Exercise goal
Which rows below contain the word "wall"? Select each of them and copy it out in full.

Detection rows:
┌──

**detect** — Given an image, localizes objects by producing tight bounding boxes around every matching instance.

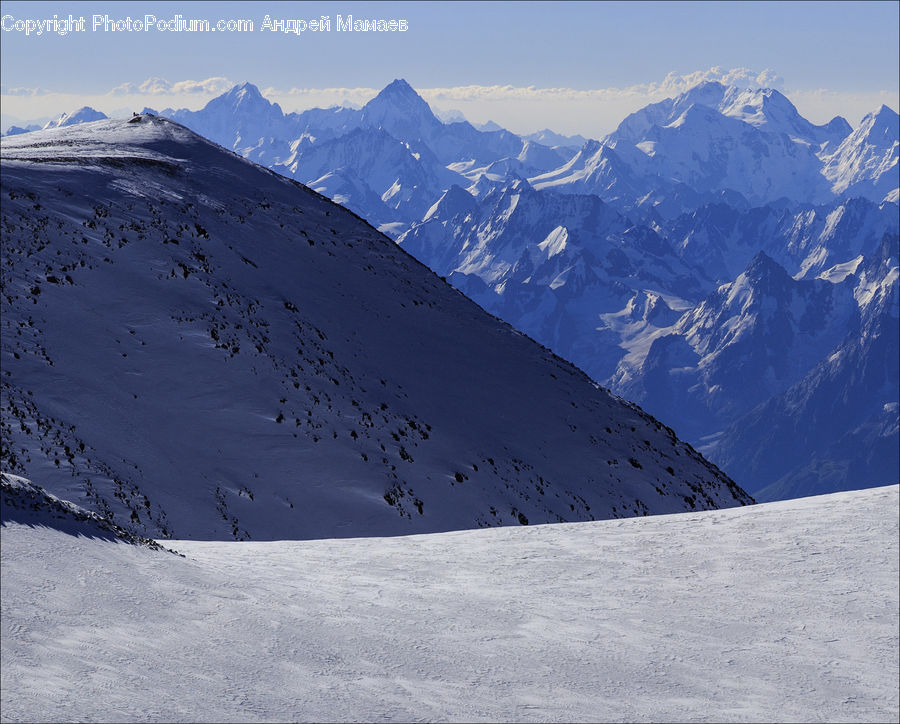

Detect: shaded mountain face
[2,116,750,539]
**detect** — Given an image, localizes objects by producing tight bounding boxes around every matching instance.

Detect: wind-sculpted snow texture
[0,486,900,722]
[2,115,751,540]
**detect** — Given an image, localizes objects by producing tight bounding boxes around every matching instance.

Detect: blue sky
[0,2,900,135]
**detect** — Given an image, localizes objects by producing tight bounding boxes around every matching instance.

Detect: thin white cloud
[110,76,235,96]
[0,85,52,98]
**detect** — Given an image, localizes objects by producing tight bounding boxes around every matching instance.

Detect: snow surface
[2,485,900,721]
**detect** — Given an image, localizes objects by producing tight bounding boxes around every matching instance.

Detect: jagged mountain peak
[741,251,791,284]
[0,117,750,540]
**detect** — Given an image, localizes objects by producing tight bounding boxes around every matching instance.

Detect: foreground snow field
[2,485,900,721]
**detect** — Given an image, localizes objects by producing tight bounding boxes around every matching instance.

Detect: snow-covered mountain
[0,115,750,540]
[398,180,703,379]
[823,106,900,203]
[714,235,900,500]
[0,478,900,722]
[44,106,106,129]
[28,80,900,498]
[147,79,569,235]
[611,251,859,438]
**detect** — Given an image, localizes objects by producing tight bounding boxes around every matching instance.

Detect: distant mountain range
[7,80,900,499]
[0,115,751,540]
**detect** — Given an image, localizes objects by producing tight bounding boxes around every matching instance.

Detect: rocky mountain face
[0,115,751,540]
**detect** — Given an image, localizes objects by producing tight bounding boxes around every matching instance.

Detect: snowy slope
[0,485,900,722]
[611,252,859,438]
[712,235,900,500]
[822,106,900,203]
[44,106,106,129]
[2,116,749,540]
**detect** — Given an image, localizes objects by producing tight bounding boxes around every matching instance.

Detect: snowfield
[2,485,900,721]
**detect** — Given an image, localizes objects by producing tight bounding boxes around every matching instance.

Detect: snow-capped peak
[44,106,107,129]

└──
┌──

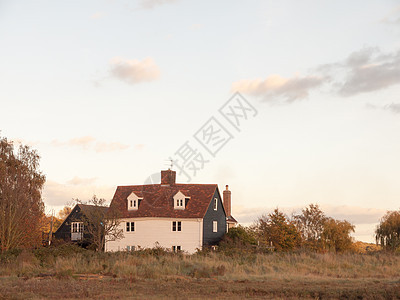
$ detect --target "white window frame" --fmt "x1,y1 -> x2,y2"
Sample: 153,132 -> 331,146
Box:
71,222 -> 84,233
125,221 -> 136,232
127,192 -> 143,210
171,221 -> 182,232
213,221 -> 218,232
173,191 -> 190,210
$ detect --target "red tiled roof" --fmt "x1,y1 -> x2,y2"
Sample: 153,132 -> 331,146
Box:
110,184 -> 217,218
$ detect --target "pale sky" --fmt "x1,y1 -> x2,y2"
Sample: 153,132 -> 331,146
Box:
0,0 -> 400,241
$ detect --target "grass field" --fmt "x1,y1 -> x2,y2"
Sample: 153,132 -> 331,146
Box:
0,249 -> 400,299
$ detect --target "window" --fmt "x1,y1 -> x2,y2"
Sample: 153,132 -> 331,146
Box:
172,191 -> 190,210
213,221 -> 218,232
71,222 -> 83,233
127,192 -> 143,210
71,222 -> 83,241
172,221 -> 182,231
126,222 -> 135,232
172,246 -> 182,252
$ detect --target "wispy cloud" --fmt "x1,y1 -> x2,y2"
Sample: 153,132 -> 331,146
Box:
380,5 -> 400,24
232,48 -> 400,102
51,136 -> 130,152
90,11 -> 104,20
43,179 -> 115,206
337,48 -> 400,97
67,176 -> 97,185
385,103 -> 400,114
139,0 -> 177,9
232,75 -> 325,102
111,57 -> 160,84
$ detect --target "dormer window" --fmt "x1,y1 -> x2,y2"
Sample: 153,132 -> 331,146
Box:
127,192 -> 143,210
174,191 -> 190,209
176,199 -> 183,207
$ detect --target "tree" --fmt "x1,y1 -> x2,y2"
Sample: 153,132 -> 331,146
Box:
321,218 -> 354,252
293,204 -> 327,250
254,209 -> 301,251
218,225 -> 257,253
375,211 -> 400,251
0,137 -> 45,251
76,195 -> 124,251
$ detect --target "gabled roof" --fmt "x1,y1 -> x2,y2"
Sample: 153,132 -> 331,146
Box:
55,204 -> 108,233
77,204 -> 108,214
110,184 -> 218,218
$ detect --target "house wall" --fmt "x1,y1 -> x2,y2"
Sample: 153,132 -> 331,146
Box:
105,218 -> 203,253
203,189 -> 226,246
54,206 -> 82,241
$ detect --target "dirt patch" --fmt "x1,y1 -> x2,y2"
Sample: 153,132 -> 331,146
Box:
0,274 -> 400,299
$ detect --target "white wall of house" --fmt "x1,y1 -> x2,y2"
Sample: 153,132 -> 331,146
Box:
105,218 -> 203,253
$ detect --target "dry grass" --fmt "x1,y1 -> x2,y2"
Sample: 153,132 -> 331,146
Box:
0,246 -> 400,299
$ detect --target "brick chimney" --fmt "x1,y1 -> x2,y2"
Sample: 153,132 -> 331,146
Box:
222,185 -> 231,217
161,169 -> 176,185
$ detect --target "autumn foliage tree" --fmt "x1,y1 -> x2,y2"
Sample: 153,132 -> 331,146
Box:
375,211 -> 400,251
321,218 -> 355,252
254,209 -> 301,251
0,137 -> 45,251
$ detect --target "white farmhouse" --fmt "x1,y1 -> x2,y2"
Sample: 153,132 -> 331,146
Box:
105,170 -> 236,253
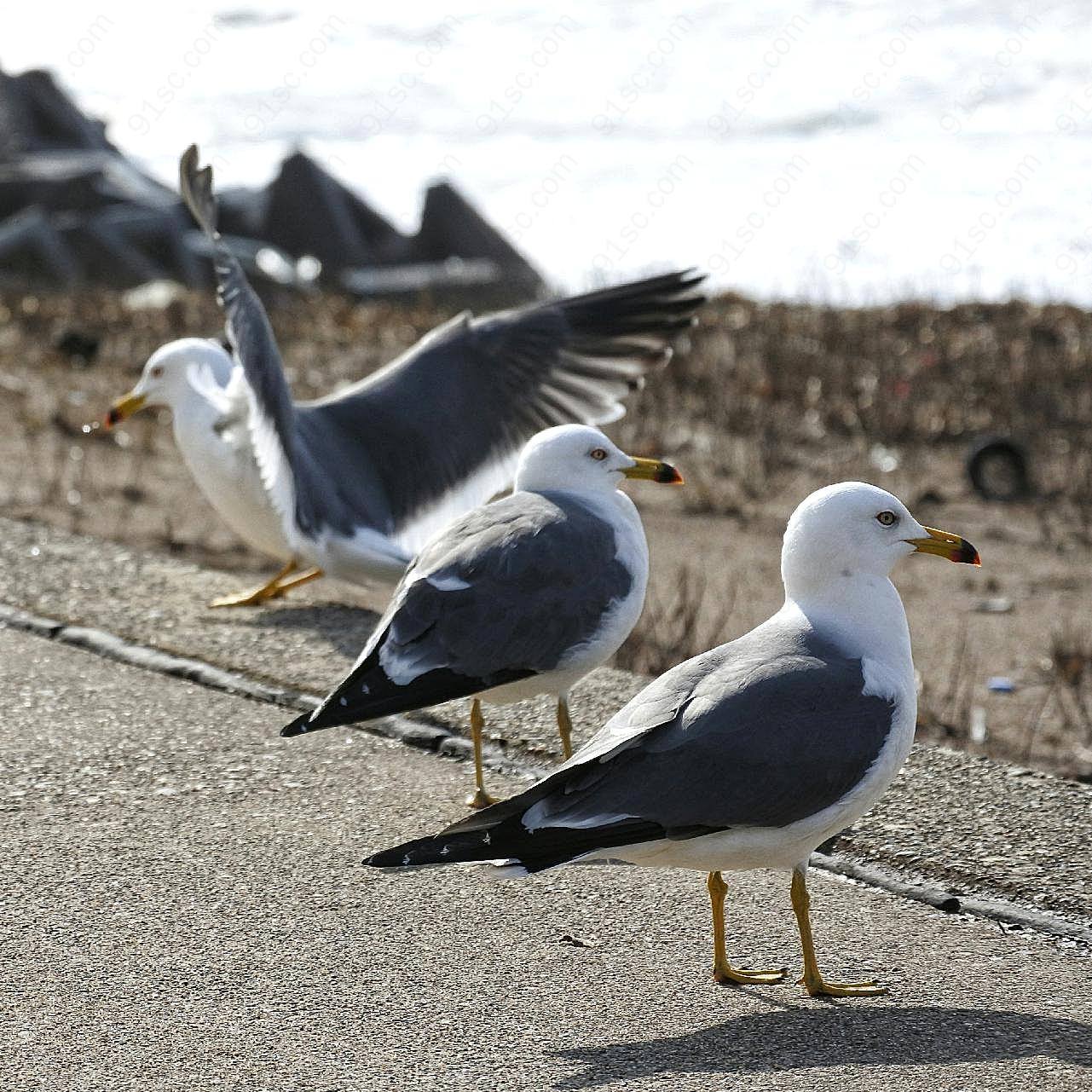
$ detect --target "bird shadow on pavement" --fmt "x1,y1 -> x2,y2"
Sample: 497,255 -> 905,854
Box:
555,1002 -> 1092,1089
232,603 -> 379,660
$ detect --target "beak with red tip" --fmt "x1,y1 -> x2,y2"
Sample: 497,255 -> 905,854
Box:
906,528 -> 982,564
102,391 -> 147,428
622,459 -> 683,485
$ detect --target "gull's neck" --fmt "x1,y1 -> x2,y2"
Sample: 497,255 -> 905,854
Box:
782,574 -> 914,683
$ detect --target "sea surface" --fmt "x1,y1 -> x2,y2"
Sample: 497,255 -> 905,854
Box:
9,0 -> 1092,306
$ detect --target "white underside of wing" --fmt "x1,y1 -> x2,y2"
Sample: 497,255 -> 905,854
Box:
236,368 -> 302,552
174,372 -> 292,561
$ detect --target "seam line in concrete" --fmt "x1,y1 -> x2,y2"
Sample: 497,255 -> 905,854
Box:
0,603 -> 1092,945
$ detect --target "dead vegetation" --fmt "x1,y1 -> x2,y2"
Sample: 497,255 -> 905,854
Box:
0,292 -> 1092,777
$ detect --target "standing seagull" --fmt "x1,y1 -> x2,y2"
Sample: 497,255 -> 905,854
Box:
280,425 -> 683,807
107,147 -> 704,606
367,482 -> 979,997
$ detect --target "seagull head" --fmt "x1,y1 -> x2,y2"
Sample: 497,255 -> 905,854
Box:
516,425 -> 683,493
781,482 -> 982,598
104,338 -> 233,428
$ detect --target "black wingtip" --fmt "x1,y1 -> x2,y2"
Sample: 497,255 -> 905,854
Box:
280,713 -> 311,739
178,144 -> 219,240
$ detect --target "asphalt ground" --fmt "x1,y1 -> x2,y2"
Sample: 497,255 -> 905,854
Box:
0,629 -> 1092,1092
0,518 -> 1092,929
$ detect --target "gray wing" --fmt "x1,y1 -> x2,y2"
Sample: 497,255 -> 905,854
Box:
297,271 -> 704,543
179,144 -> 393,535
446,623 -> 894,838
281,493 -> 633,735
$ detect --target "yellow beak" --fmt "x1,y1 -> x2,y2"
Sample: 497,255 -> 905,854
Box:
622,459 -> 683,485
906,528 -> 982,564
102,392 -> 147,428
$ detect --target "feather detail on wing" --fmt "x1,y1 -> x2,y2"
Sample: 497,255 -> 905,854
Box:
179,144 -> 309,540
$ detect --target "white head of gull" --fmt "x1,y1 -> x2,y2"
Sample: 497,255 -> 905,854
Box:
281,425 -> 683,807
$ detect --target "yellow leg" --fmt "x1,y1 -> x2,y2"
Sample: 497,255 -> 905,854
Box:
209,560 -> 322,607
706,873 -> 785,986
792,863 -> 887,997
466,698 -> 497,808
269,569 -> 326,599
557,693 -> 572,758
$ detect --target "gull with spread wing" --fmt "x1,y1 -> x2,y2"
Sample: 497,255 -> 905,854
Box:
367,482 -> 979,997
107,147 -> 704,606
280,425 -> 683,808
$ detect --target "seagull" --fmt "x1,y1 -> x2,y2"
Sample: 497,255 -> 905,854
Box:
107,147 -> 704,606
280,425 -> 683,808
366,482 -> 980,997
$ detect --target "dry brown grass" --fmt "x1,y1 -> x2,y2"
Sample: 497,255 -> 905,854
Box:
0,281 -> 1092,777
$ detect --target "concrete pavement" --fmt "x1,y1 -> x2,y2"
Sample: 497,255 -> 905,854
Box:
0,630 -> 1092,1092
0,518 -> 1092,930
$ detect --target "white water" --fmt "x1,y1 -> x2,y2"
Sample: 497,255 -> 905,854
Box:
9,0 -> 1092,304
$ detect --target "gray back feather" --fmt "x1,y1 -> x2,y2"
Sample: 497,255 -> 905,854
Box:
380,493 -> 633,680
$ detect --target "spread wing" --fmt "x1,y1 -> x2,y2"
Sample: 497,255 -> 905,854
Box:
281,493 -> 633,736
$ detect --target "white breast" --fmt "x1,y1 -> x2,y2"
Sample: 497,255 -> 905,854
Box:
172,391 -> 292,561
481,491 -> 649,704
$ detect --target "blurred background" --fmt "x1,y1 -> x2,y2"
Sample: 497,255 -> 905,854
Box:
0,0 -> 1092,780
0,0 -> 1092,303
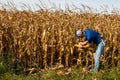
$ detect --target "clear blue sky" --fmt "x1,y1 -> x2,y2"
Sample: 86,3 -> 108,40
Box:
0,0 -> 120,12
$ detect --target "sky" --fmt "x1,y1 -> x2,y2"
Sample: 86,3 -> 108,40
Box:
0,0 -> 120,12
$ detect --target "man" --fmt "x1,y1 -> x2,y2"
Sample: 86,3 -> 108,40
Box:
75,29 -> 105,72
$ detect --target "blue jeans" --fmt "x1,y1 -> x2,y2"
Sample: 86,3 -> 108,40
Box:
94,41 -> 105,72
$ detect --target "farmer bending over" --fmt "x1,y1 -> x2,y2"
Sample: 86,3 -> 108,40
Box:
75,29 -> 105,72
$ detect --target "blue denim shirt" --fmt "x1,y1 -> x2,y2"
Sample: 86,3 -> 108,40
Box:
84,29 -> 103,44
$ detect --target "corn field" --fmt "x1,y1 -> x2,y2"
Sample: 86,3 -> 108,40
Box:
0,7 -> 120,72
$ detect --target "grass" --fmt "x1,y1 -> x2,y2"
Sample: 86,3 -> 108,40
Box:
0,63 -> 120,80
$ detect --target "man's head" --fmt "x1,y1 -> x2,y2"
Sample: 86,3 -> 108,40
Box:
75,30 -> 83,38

└──

Result of this task
$ detect --target "house wall" --fmt "x1,y1 -> x2,y2"
$ detect --target "white wall of house" --fmt "x1,y1 -> x2,y2"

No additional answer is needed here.